Data in this exercise Start Marker

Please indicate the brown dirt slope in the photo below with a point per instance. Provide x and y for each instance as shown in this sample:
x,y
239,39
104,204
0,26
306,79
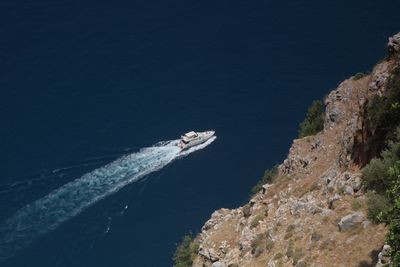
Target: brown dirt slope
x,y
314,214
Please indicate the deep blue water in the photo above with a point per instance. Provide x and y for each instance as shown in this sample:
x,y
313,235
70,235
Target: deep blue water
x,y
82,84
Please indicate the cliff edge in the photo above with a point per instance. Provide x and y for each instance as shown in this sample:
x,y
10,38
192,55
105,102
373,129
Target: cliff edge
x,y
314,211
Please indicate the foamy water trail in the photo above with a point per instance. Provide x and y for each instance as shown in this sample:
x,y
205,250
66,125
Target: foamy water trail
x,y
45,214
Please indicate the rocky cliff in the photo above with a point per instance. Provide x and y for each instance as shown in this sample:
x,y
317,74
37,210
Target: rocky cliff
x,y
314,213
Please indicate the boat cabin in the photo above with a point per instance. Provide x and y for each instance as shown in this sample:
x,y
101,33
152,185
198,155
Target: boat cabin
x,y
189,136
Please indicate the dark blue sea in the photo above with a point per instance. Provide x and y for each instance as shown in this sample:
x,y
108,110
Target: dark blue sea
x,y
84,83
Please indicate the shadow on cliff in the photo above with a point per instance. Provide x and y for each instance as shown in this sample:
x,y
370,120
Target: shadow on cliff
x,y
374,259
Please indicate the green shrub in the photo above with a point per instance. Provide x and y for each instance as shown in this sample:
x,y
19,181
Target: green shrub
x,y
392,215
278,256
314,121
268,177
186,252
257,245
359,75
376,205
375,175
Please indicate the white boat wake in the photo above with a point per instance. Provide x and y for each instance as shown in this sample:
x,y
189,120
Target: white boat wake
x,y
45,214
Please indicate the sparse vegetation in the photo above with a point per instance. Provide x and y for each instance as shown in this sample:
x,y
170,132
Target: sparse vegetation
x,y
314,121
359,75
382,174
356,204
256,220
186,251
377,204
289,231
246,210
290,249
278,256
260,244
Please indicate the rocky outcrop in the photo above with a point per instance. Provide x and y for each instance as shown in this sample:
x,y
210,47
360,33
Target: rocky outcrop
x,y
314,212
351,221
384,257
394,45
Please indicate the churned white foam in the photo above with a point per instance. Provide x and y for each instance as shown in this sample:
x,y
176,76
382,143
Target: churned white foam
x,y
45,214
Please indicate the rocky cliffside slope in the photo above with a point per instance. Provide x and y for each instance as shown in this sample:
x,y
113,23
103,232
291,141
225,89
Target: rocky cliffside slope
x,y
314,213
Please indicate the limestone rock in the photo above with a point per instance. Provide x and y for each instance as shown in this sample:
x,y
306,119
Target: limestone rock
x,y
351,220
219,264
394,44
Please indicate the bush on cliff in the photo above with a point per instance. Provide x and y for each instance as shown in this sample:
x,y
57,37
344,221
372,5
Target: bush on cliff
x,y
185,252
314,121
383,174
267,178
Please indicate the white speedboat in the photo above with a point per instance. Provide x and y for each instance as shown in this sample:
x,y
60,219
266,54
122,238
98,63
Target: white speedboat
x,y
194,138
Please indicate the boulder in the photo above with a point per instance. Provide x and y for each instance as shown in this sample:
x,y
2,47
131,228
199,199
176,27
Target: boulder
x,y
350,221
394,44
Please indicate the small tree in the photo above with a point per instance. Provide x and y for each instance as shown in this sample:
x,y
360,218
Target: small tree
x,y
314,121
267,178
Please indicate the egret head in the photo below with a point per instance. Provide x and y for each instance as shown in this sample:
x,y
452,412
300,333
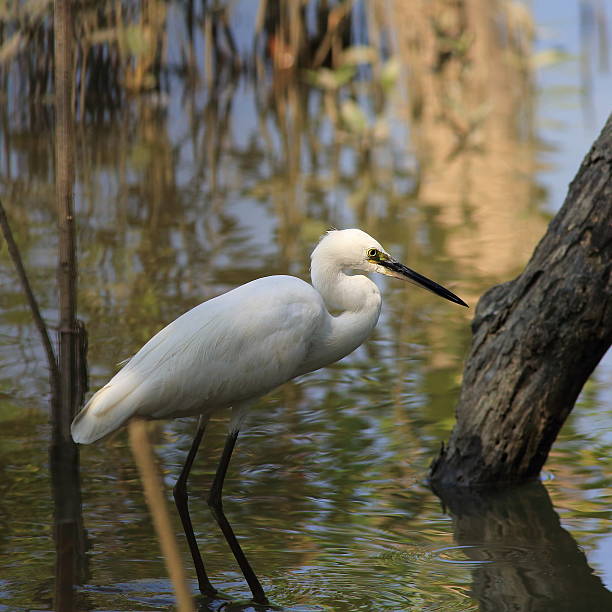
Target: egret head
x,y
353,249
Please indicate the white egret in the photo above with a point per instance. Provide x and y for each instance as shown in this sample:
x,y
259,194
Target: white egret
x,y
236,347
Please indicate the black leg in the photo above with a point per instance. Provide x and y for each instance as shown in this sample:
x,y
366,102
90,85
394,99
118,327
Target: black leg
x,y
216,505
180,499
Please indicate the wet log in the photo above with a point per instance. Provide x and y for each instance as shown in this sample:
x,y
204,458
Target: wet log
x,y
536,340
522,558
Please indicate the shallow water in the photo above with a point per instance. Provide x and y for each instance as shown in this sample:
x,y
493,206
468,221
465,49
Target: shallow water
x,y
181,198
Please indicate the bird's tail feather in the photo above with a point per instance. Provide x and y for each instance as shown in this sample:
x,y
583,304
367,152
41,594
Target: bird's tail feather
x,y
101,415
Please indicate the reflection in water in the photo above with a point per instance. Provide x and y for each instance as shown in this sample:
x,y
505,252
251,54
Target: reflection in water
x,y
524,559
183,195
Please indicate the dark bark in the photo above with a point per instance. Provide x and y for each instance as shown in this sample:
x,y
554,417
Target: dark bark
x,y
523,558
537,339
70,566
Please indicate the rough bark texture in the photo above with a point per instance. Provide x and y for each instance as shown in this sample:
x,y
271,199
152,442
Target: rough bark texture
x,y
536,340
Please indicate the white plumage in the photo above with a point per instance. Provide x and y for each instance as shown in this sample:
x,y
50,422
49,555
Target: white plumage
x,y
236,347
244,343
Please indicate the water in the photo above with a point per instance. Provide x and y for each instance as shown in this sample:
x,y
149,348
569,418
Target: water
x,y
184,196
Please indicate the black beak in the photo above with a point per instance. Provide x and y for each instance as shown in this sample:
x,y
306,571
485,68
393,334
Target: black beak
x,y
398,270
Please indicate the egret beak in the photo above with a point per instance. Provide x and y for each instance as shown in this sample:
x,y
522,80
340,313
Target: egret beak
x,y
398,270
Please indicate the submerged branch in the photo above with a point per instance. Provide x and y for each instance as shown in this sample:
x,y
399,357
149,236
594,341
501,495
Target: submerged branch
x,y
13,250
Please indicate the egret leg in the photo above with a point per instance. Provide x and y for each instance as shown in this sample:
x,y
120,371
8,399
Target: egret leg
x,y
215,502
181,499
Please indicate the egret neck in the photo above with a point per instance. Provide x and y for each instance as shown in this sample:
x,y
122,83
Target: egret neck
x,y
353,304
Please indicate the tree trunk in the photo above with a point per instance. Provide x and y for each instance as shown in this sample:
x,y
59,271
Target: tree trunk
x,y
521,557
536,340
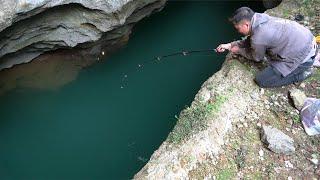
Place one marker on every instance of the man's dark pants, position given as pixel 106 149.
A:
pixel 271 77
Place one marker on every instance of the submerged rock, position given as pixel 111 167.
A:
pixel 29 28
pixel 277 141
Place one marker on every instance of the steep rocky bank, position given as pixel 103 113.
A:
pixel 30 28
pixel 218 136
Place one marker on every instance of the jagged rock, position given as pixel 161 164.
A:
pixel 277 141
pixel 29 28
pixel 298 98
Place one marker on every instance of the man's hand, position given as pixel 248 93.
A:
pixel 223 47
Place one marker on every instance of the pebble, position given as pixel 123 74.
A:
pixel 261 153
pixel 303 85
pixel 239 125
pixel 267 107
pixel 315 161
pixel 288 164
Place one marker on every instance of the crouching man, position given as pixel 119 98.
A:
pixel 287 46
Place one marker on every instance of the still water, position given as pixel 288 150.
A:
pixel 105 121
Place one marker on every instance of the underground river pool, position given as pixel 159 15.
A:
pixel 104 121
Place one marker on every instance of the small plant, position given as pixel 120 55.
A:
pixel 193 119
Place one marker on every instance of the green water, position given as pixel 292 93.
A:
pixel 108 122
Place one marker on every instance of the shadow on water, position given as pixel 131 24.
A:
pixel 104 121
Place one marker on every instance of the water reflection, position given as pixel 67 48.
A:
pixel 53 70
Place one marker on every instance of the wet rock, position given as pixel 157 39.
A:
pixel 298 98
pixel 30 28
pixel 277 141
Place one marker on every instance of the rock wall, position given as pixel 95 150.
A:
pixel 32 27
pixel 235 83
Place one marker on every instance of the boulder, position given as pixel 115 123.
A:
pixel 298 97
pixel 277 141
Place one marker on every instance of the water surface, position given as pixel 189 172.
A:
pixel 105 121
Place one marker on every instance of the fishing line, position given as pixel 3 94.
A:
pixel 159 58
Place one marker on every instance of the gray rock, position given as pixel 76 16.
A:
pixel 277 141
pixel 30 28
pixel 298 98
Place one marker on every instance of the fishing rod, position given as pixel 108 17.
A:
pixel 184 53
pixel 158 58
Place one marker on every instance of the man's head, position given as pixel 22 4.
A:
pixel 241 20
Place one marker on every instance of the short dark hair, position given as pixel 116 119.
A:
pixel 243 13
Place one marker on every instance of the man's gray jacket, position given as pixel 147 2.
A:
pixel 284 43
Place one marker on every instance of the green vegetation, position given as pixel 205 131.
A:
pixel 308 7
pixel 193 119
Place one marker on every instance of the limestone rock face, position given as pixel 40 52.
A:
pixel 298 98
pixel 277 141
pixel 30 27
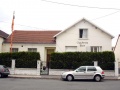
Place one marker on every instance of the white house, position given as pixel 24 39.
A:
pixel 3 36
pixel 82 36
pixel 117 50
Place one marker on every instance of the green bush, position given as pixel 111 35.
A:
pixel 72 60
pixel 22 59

Data in this exercise End Marker

**Goal of the exercise:**
Determine the number of lines in the entries above where the string "below" appears. Answer with the number alone.

**Solution to the problem:**
2